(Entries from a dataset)
(begin)

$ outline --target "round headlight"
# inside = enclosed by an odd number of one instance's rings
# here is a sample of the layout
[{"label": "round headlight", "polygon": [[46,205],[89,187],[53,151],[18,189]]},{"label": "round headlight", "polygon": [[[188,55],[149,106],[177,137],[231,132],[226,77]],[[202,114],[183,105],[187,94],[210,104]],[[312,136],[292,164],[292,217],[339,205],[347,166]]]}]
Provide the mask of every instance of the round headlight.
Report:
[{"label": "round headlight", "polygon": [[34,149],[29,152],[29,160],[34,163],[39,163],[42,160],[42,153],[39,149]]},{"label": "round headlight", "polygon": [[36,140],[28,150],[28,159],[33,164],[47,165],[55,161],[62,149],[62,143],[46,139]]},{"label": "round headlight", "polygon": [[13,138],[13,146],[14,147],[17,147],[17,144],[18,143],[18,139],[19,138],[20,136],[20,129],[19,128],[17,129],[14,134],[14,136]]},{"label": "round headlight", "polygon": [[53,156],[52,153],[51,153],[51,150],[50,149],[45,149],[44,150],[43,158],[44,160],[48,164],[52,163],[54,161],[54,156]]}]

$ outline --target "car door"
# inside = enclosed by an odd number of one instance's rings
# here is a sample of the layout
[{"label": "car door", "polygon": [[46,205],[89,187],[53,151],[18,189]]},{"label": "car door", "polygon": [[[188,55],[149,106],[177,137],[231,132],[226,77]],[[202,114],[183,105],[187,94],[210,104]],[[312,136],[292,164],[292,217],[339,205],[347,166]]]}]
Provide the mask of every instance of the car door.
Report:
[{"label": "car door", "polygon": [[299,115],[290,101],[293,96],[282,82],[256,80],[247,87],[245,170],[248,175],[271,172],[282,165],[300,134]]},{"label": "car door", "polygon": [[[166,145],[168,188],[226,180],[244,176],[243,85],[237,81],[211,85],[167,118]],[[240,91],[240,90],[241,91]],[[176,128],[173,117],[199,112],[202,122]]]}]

(end)

Stated exercise
Return every line of the entries above that contains the string "headlight". Treat uppercase and lowercase letters as different.

Solved exercise
$ outline --target "round headlight"
[{"label": "round headlight", "polygon": [[46,205],[89,187],[53,151],[18,189]]},{"label": "round headlight", "polygon": [[[188,55],[149,106],[177,137],[231,132],[226,77]],[[202,114],[183,105],[187,94],[210,104]],[[312,136],[292,164],[292,217],[339,205],[347,166]]]}]
Provide the mask of every instance of the round headlight.
[{"label": "round headlight", "polygon": [[34,149],[29,152],[29,160],[34,163],[39,163],[42,160],[42,153],[39,149]]},{"label": "round headlight", "polygon": [[36,140],[28,150],[28,159],[33,164],[47,165],[55,161],[62,149],[62,143],[46,139]]},{"label": "round headlight", "polygon": [[13,138],[13,146],[14,147],[17,147],[17,144],[18,143],[18,139],[19,138],[20,136],[20,129],[19,128],[17,129],[14,134],[14,136]]},{"label": "round headlight", "polygon": [[53,156],[52,153],[51,153],[51,150],[50,149],[45,149],[44,150],[43,158],[44,160],[48,164],[52,163],[54,161],[54,156]]}]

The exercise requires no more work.